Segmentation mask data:
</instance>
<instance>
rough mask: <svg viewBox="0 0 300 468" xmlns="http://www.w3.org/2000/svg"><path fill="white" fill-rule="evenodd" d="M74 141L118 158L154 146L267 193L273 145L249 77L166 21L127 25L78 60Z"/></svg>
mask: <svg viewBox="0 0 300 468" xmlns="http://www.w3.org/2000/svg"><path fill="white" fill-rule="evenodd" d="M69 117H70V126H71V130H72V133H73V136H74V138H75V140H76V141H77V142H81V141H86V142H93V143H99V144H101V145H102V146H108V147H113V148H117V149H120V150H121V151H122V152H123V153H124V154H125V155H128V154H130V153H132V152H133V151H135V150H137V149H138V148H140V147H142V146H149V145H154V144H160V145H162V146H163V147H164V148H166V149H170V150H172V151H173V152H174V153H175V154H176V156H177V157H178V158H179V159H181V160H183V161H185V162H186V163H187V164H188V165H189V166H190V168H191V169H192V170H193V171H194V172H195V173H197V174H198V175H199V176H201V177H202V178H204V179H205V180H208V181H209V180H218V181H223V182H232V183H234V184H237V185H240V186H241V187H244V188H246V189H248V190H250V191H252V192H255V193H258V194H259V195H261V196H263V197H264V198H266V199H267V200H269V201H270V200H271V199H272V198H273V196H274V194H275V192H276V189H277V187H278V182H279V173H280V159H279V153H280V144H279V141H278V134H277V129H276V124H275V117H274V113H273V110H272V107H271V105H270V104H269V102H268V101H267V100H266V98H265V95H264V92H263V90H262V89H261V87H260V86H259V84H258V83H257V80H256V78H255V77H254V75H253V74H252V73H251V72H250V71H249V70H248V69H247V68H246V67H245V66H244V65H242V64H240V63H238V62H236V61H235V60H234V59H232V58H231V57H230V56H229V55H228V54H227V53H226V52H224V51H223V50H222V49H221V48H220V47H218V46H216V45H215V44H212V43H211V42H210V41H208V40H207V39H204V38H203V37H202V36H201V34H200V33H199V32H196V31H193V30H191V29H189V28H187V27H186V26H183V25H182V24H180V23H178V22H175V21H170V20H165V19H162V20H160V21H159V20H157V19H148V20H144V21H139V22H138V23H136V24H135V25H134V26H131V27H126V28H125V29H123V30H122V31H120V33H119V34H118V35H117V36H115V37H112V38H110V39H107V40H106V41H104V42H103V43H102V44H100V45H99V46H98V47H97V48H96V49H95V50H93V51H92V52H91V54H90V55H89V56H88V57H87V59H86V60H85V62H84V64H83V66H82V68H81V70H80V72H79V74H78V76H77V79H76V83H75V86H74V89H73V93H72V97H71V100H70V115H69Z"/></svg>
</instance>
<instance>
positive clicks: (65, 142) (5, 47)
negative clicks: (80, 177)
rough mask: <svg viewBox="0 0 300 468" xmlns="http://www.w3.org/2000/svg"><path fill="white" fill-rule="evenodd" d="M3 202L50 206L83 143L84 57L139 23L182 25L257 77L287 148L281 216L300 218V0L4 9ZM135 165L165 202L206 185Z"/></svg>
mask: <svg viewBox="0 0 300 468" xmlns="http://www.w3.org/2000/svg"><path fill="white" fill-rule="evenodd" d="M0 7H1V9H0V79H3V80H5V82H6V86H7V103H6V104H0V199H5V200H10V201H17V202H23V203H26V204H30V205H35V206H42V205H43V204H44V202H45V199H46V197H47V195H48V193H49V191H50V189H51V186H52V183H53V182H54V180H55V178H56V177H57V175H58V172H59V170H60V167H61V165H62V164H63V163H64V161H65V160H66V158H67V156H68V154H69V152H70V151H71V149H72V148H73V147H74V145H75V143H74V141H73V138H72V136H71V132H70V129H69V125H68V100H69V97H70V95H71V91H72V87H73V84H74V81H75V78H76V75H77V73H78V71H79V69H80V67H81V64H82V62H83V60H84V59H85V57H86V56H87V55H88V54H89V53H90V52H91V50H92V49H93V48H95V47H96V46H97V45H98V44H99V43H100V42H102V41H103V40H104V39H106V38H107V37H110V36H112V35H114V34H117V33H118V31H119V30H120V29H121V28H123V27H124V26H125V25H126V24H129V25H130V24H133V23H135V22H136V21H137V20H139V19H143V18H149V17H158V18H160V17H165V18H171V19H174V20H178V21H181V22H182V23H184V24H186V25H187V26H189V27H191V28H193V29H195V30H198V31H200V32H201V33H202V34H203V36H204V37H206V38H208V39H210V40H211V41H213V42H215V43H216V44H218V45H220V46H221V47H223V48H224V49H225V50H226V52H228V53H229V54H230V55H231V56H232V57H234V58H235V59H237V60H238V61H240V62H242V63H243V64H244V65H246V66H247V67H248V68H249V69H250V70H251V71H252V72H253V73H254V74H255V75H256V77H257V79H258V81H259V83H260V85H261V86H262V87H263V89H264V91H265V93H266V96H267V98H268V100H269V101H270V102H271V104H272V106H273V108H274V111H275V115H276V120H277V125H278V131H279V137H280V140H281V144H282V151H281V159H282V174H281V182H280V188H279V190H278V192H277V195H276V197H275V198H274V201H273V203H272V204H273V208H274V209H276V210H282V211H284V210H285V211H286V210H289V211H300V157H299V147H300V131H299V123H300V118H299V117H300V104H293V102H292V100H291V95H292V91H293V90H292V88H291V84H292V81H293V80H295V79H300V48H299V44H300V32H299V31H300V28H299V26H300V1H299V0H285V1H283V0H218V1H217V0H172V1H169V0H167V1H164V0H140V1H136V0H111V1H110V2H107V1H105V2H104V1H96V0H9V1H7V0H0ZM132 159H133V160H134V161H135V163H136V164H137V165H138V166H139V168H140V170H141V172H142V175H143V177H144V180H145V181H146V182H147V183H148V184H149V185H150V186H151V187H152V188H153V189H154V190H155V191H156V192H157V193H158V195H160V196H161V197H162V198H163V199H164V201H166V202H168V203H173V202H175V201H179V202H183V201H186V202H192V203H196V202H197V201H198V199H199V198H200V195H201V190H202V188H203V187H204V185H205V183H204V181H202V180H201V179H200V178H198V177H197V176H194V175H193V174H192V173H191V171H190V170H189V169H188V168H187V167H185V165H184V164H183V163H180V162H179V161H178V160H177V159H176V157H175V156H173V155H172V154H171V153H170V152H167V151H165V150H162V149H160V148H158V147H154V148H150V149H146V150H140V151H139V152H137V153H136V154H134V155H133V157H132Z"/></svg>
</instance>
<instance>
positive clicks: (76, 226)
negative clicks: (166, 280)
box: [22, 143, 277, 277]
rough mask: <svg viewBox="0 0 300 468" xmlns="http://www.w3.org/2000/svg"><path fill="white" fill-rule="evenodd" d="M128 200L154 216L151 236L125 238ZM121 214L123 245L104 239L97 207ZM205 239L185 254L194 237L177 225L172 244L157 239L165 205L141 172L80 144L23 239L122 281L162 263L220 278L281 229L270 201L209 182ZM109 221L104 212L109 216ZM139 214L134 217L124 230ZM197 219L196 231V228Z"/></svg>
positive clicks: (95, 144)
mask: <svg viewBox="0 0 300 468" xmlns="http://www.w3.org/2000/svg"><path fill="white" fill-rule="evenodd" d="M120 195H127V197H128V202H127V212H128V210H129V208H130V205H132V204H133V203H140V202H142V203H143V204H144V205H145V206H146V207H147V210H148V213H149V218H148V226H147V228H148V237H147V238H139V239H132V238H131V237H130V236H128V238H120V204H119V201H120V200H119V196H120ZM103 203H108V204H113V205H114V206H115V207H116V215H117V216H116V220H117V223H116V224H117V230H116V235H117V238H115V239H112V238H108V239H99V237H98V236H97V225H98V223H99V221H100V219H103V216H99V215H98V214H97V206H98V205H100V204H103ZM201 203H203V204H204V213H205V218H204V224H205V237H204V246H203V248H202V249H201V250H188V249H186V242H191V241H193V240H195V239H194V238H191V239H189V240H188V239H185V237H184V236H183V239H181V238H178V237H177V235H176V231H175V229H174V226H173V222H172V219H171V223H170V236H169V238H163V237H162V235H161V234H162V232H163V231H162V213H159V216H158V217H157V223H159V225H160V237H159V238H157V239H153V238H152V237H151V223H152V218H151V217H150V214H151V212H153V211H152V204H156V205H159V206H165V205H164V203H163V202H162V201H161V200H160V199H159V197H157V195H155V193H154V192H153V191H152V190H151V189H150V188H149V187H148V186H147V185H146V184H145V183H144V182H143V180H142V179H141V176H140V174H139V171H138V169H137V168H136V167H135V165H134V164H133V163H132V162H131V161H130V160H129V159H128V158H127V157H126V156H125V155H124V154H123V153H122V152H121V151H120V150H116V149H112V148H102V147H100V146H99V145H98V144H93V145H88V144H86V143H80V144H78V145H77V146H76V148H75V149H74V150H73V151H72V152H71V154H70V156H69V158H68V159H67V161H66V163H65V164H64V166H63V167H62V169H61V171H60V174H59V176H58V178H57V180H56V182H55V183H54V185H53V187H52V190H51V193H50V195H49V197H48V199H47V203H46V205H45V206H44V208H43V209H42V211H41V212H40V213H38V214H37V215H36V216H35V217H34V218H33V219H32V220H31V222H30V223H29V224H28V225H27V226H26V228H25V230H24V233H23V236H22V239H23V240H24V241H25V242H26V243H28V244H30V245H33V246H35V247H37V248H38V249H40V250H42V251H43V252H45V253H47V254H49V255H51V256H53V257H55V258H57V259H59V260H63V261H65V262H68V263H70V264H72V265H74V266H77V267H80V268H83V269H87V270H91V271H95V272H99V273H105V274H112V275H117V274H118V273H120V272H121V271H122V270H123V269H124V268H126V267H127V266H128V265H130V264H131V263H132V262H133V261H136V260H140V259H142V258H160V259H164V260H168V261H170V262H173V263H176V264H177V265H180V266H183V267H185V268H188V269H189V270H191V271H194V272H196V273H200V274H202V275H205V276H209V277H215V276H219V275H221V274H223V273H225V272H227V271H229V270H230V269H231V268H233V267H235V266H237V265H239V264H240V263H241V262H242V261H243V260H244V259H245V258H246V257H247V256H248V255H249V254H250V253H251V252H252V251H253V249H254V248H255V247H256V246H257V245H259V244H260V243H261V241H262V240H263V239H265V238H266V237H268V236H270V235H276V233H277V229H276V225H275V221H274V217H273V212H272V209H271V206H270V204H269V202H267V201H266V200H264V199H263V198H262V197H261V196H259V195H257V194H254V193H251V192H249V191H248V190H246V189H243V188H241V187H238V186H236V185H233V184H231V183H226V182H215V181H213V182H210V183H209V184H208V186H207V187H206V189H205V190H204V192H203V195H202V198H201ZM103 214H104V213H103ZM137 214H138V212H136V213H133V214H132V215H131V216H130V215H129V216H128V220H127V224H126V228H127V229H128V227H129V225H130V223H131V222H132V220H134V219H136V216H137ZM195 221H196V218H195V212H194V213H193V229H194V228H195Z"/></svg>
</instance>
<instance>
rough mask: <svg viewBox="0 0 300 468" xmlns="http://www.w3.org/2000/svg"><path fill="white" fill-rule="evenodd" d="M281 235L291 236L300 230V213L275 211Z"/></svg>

_How to complete this task_.
Reproduce the stretch of the material from its very first line through the line containing "141L118 158L154 146L267", including both of those lines.

_Reply to the task_.
</instance>
<instance>
rough mask: <svg viewBox="0 0 300 468" xmlns="http://www.w3.org/2000/svg"><path fill="white" fill-rule="evenodd" d="M74 141L118 158L154 146L267 193L273 145L249 77L166 21L127 25L78 60Z"/></svg>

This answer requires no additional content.